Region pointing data
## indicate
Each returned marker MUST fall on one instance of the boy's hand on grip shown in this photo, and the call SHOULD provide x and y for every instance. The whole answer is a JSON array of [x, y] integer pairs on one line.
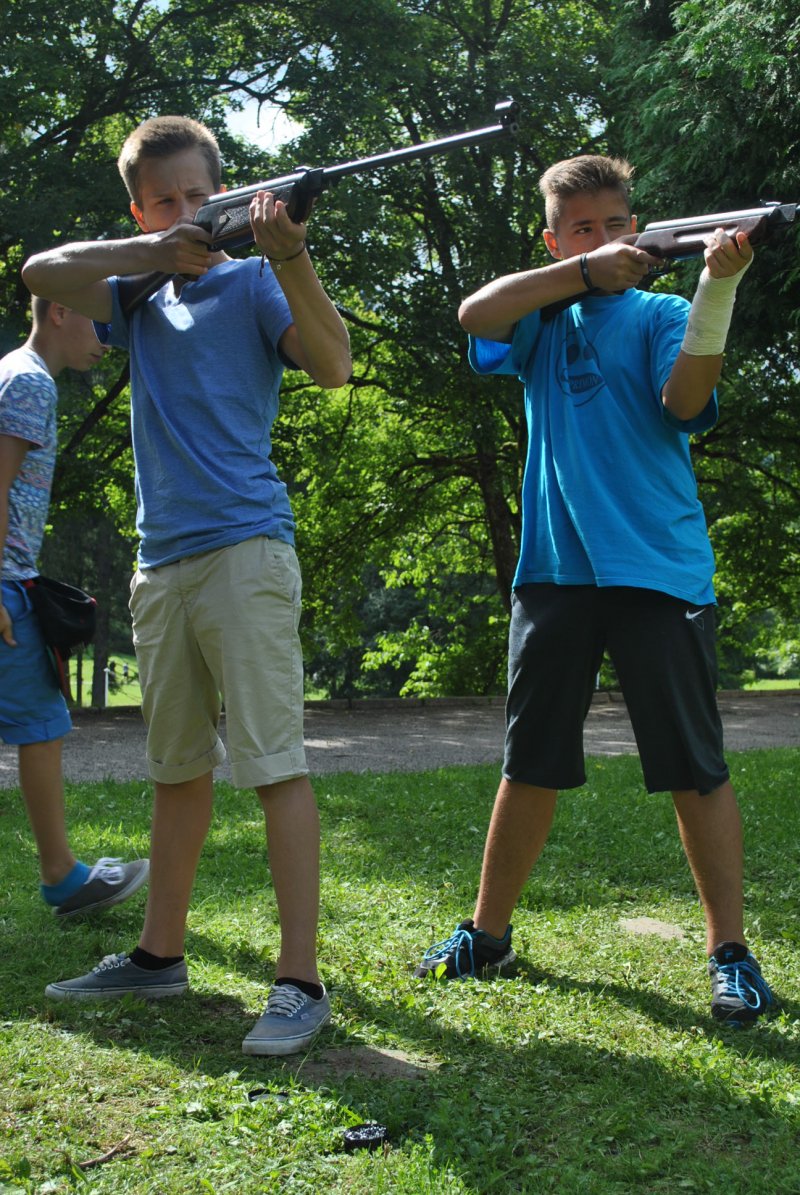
[[275, 233], [620, 265], [727, 256], [182, 249]]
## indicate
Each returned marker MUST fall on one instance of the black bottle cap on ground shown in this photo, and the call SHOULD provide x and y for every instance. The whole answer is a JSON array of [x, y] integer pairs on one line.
[[365, 1137]]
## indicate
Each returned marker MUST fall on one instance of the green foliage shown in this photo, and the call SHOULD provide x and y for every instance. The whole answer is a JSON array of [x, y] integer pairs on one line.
[[407, 482]]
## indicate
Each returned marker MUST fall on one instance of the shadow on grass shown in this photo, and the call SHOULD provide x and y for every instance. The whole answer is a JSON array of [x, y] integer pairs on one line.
[[496, 1109]]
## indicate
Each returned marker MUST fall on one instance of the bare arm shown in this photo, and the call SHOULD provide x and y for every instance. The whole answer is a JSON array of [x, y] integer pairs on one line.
[[12, 454], [694, 377], [75, 275], [493, 311], [317, 339]]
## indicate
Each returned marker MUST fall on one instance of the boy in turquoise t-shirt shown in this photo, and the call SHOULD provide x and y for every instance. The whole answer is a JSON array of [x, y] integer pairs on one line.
[[615, 555]]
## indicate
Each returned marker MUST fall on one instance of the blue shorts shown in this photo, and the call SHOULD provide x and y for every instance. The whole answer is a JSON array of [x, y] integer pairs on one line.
[[32, 709]]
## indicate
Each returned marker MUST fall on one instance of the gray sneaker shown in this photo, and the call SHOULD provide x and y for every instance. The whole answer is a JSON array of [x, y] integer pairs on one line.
[[116, 975], [289, 1022], [109, 882]]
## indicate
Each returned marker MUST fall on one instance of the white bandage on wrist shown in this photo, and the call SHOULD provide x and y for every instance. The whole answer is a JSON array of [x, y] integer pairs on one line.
[[709, 318]]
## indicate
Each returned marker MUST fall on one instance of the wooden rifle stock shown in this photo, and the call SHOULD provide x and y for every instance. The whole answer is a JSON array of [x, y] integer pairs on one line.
[[677, 240], [226, 216]]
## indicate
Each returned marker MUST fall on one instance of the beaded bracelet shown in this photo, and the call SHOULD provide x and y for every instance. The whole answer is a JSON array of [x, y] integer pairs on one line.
[[276, 262]]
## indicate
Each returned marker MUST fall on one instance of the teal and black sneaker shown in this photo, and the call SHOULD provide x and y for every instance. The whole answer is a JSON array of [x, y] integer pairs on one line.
[[739, 992], [466, 954]]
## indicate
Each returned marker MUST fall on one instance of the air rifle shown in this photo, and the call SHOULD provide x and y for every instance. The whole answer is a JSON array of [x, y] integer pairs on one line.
[[226, 216], [677, 240]]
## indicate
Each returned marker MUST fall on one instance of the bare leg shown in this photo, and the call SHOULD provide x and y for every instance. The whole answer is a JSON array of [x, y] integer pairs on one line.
[[293, 841], [42, 784], [710, 832], [182, 814], [519, 827]]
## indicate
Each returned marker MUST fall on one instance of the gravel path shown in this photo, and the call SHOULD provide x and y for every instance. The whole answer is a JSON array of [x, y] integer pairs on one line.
[[394, 736]]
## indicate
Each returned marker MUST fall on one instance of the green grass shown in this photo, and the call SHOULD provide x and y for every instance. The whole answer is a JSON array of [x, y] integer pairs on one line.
[[762, 685], [596, 1068]]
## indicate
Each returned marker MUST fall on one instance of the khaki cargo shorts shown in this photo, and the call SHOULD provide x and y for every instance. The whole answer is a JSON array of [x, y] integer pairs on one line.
[[223, 627]]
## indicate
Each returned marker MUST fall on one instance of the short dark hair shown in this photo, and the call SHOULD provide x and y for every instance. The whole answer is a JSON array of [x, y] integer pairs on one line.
[[587, 173], [40, 307], [162, 136]]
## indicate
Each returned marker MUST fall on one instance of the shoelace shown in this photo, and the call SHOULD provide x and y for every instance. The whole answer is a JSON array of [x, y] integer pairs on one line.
[[110, 963], [107, 869], [743, 981], [460, 938], [285, 1000]]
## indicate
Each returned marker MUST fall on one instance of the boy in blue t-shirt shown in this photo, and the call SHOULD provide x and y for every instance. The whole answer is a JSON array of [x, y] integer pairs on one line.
[[215, 600], [615, 555]]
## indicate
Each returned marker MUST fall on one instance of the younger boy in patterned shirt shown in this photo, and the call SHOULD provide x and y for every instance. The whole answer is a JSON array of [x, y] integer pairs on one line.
[[32, 710]]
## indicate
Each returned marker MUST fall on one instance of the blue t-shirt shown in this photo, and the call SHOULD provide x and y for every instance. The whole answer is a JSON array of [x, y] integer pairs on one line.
[[205, 379], [609, 494], [28, 410]]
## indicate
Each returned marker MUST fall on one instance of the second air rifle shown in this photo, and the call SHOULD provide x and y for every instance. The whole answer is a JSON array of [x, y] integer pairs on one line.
[[226, 216], [677, 240]]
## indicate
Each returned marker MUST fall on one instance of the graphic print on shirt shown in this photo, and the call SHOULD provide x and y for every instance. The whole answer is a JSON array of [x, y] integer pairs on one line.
[[579, 375]]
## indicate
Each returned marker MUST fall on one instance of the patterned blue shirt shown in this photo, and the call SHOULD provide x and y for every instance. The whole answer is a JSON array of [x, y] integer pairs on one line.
[[28, 410]]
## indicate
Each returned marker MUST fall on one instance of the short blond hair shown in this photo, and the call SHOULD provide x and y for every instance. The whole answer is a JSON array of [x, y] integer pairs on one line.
[[160, 138], [584, 175]]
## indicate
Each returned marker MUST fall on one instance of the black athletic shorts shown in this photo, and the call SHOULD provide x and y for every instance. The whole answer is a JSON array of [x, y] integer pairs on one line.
[[665, 657]]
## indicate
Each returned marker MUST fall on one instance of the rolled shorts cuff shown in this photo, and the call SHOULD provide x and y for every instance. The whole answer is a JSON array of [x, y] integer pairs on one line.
[[286, 765], [43, 731], [178, 773]]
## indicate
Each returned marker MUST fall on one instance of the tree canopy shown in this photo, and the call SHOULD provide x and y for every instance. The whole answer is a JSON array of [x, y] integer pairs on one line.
[[405, 483]]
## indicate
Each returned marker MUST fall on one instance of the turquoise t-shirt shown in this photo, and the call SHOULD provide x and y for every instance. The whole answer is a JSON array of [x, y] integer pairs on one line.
[[205, 379], [609, 494]]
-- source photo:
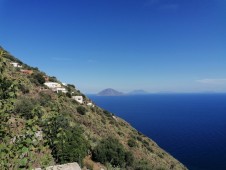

■ **Work instruction**: Return the data exactly as it stands, minus the pictures.

■ **Task solution**:
## indicate
Each returned marker MUST fall on one instance of the boy's hand on grip shown in this photo, and the call SHOULD provide x and y for every instance. The whole answer is a JSON array of [x, y] integer pairs on one line.
[[275, 233], [620, 265], [727, 256], [182, 249]]
## indicate
Each returned marker MUST fall on one instance of the black bottle cap on ground shown in this photo, and the call SHOULD provide x and y for every instance. The whole answer is a JSON array of [x, y] integer pairs on one line.
[[365, 1137]]
## indicate
Each returned marker MUST fall on one instance of the green foliage shown in this photo, and the call SHOULD provide x and y for every instance. The whole answer is a JSON array of [x, y] integer pairs on one line.
[[407, 482]]
## indicate
Each returned marker MUST fall on one instance of the shadow on grass shown in this photo, and the call SHOULD provide x and y for every instance. The whole answer is a JSON array of [x, y] integer pairs on one line.
[[496, 1109]]
## indicate
Each returned marker MUST fall on one instance of the bare arm shown in this photo, and the call SHOULD provide x and y for every instance. The whole answer is a JSON array of [x, y] integer pairs on one line.
[[12, 454], [694, 377], [75, 275], [493, 311], [317, 339]]
## indicate
Each returned marker MUST fall on one instance of the boy in turquoise t-shirt shown in this photo, and the call SHOULD provide x and y for every instance. The whole answer is a JSON array of [x, y] integer pairs on one line.
[[615, 555]]
## indicate
Each returned marker MUST fall on one instance of the blue shorts shown in this photo, and the call SHOULD provide x and y for every instance. The whole answer is a JSON array of [x, y] integer pairs on one line.
[[32, 709]]
## indicate
Each returned marker MUST fall on one instance of the gray sneaker shown in this photo, and the call SHOULD provide x and y for every instance. The whole answer is a JSON array of [x, y] integer pairs on one line.
[[116, 975], [289, 1022], [109, 882]]
## indicate
Each returned marker MUST fall on one instance of the white bandage on wrist shown in this photo, and the call SHOULD provide x and y for every instance. The whole answer is a JSON array of [x, y] integer pairs on one line.
[[709, 318]]
## indicate
Each returned marker MUST fall on one instance of the wooden rifle stock shown in this photo, and the call SHOULD provide x and y for every instance. The whole answer is a JSON array of [x, y] integer pairs on one line.
[[677, 240], [226, 216]]
## indicate
Each returned marker MUST fall on one instance of the beaded bracelet shown in this photo, and the call SHOULD provide x and y for every instance. The whole answer is a JSON array of [x, y] integer pairs on one line.
[[276, 262]]
## indicate
Each returned marker MUST fall on one instance of the teal and black sneaker shown in this photo, and the call SHOULD provide x and y for every instance. The whole answer is a JSON array of [x, y] integer pairs on one line.
[[739, 992], [466, 954]]
## indicate
Each returned marker MUST fall on one instance of the air rifle shown in this photo, and the call SHOULD provide x and y for every instance. The whole answer is a JSON array of [x, y] integer pairs on one line.
[[226, 216], [677, 240]]
## indicate
Each returned marker MUST fall on one instance of the bare leg shown in this photo, and the call SHOULD provide x and y for every instance. The whole answer is a JSON array of [x, y] integer pairs on one line.
[[293, 841], [42, 784], [710, 832], [182, 814], [519, 827]]
## indicate
Each returned marker MUST fall on one instance of the gravel path shown in this photo, and the call SHOULD provide x and y for every instance. The whole answer is a JSON array of [x, y] integer pairs on one line.
[[394, 736]]
## indicate
Each returned marker MUST fall on one instance of the green grass shown in this photo, and the call SHOULD provide x and y for every instance. The whole answer is a JSON array of [x, y] integer pairs on one line.
[[762, 685], [596, 1068]]
## indicate
Each returned marker MUST fall on one instance of the khaki cargo shorts shown in this photo, and the call SHOULD provide x and y for every instance. The whole answer is a JSON array of [x, y] integer pairs on one line.
[[223, 627]]
## indicate
Each returned marker MUST fall on one instance of the short dark hair shown in this photo, and the call SHOULD provide x and y for every instance. The whole answer is a JSON array of [x, y] integer pairs on one line.
[[587, 173], [40, 307], [162, 136]]
## indicate
Each returned marker MUST fall on one instance of the shoelace shown in this photo, and the call SHOULD provide x and y for every instance. The whole answer is a JSON array of [x, y] integer pairs on one line.
[[110, 963], [107, 869], [743, 981], [460, 938], [285, 1000]]
## indicate
Each returned marker MUST fall on one instance of the boy in blue t-shirt shown in this photo, and the call SHOULD provide x and y for every instance. The whole answer is a JSON array of [x, y] integer pairs on one line.
[[215, 600], [615, 555]]
## indicate
Each returned marker MUST fall on one instance of the younger boy in patterned shirt shown in this photo, and the call SHOULD provide x and y for every instance. The whole answer is a JSON array of [x, y] integer pairs on one line.
[[32, 710]]
## indicate
Each returned marker MUST fall on one instance of the blue t-shirt shown in this photo, and the call SHOULD provide x and y for every instance. The whole answer is a JSON array of [x, y] integer pairs on one line.
[[205, 379], [609, 494], [28, 410]]
## indicate
Each returned marker MUST fall on one instance of the second air rifle shown in this photo, and the call SHOULD provide x and y for every instance. The whole answer is a JSON array of [x, y] integer pairs on one line.
[[226, 216], [677, 240]]
## indicate
Each returned marker MUST fall on one instance of the graphic print on shirt shown in this photo, and the call SHOULD provide x and y for every instance. The whole answer is a JSON array of [x, y] integer pairs on one line.
[[579, 375]]
## indicate
Each returned marker MUST fall on one instance of the patterned blue shirt shown in this photo, and the call SHOULD provide x and y for every instance. The whole answer is a JSON array of [x, y] integer pairs on one line.
[[28, 410]]
## indicate
Each returned marker MUST fall on one instance of the short blond hair shown in this photo, and the call SHOULD provide x and y for every instance. The whole answer is a JSON array of [x, y] integer pairs on one line.
[[160, 138], [584, 175]]
## indicate
Each returned marker MUST fall on one instance of the black athletic shorts shown in this photo, and the call SHOULD provide x and y for every instance. The whole answer is a JSON array of [x, y] integer pairs on one line.
[[665, 657]]
## indicate
Each returned marker MUST fall on one instance of the rolled shorts cuff shown in this photo, and the call SHOULD provide x and y for every instance. The whole answer is a JSON array of [x, y] integer pairs on one line.
[[286, 765], [43, 731], [178, 773]]
## indicate
Each returned marker MUST fall on one instance of the tree canopy shown in this photo, and the call SHOULD provide x and y for every instance. The whole answer is a JSON array of [x, y] integer pairs on one line.
[[405, 483]]
## indicate
Each returned marker MUST fall on one instance of the turquoise t-shirt shown in this photo, and the call SHOULD provide x and y for every instance. The whole answer is a JSON array of [x, y] integer pairs on one line.
[[205, 379], [609, 494]]
-- source photo:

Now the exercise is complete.